[Pointing records]
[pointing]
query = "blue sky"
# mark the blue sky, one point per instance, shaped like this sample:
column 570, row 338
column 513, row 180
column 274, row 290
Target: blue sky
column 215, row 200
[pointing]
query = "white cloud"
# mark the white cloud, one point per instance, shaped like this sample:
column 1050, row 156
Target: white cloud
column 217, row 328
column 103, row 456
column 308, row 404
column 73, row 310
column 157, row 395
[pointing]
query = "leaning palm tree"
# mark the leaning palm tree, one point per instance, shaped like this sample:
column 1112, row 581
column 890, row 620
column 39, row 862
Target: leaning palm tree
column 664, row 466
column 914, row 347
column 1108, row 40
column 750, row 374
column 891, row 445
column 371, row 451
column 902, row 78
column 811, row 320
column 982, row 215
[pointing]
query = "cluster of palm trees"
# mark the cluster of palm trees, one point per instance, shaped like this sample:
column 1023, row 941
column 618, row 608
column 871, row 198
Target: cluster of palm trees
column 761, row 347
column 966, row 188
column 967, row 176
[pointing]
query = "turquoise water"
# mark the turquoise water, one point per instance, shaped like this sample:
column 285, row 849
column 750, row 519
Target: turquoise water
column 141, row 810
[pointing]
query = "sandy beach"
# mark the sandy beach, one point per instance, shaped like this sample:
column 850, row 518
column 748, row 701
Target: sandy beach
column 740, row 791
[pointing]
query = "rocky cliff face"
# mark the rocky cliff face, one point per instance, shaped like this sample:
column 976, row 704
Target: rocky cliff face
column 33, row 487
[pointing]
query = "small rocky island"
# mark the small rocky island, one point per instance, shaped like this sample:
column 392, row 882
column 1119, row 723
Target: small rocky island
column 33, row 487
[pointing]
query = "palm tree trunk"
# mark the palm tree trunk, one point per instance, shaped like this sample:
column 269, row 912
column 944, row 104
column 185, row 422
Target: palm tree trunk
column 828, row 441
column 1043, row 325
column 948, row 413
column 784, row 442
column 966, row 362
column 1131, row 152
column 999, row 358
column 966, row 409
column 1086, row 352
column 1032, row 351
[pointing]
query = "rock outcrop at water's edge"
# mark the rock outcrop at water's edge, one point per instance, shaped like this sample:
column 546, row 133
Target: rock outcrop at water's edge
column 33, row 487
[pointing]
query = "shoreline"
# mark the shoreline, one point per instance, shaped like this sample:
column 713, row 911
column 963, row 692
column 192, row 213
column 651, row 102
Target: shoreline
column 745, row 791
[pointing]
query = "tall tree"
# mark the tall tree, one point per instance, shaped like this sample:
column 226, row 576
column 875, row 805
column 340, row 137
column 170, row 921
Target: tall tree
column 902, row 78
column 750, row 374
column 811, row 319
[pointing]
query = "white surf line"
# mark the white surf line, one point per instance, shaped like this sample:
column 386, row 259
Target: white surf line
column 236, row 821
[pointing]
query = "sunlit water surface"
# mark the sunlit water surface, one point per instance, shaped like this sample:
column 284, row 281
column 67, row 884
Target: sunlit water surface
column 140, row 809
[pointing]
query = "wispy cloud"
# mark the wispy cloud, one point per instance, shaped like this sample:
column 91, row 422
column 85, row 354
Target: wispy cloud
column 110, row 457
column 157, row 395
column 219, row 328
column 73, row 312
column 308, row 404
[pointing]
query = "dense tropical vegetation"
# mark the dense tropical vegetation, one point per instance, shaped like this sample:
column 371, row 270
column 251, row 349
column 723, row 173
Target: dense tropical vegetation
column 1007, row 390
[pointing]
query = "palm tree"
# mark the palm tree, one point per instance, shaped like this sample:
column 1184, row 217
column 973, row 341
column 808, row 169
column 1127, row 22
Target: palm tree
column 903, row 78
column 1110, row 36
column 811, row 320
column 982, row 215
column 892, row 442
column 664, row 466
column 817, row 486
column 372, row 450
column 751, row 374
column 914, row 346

# [What is required]
The records above should be repeated in full, exactly as given.

# [Task solution]
[pointing]
query = "blue sky"
# mark the blue sky, one point per instance, shaped like this sample:
column 570, row 338
column 513, row 180
column 274, row 290
Target: blue sky
column 215, row 200
[pointing]
query = "white cloud"
# mark the white cloud, one point per instance, shaped like this sample:
column 1050, row 156
Target: white cloud
column 217, row 328
column 103, row 456
column 308, row 404
column 73, row 310
column 157, row 395
[pointing]
query = "leaning palm tree"
# mark the leaning palm tree, one point per instance, shaped like this sample:
column 1112, row 581
column 890, row 620
column 39, row 862
Target: leaning palm tree
column 664, row 466
column 914, row 347
column 1108, row 40
column 750, row 374
column 891, row 445
column 371, row 451
column 902, row 78
column 811, row 320
column 982, row 215
[pointing]
query = "cluster of palm trees"
# mark the cluster of palm trees, one point per instance, shaped like this sample:
column 1023, row 941
column 618, row 608
column 871, row 198
Target: cluster of palm trees
column 761, row 347
column 966, row 188
column 967, row 176
[pointing]
query = "turquoise water"
# mark the turquoise water, one point per instance, shaped like this sample:
column 285, row 849
column 750, row 519
Target: turquoise water
column 141, row 810
[pointing]
query = "sandy beach"
# mark the sandy beach, one point per instance, shaped like this sample:
column 850, row 518
column 748, row 701
Target: sandy beach
column 740, row 791
[pointing]
query = "rocky cliff face"
# mark the rocky cliff face, one point per instance, shaped like this sample:
column 976, row 704
Target: rocky cliff face
column 33, row 487
[pointing]
query = "small rocky island"
# mark the small rocky island, one point per instance, shaped like this sample:
column 392, row 882
column 1119, row 723
Target: small rocky island
column 33, row 487
[pointing]
query = "palm tree trunk"
# mark the palm tree trunk, one point per instance, shaped like this sample:
column 269, row 912
column 944, row 104
column 185, row 422
Target: palm tree trunk
column 828, row 441
column 1043, row 325
column 948, row 413
column 784, row 442
column 966, row 362
column 1131, row 152
column 999, row 358
column 966, row 409
column 1086, row 352
column 1032, row 351
[pointing]
query = "rock outcrop at water's edge"
# mark the rock outcrop at water's edge, one point per instance, shaped like this sample:
column 546, row 133
Target: rock outcrop at water's edge
column 33, row 487
[pointing]
query = "shoreline"
# mark the shoreline, one point per instance, shaped like this sample:
column 713, row 911
column 963, row 692
column 192, row 213
column 651, row 102
Target: shoreline
column 745, row 791
[pointing]
query = "tall tree"
# mark the tall tree, one point per instance, shaped like this sample:
column 226, row 576
column 875, row 805
column 340, row 137
column 170, row 921
Target: tall tree
column 902, row 78
column 750, row 374
column 811, row 319
[pointing]
query = "white surf line"
# mark the white surf line, one point per instance, shaped like this sample:
column 386, row 259
Target: white surf line
column 236, row 821
[pointing]
query = "sunlit water surface"
# mark the sunlit water surface, one point per instance, shaped like this sample:
column 284, row 281
column 67, row 884
Target: sunlit water surface
column 140, row 809
[pointing]
query = "wispy cloud"
# mark the wispy cloud, one point per instance, shaped like this sample:
column 91, row 422
column 85, row 354
Target: wispy cloud
column 110, row 457
column 157, row 395
column 219, row 328
column 73, row 312
column 308, row 404
[pointing]
query = "dense tropical vegetation"
# mark the dense tropical vegetation, one point per instance, shaped like this sample:
column 371, row 270
column 251, row 349
column 723, row 173
Target: dense tropical vegetation
column 1007, row 390
[pointing]
query = "palm tree"
# mark the palm tree, one point per instance, shaped like this sample:
column 1184, row 217
column 973, row 341
column 808, row 169
column 1127, row 22
Target: palm tree
column 903, row 78
column 1110, row 36
column 811, row 320
column 982, row 215
column 892, row 442
column 664, row 466
column 817, row 486
column 372, row 450
column 751, row 374
column 914, row 346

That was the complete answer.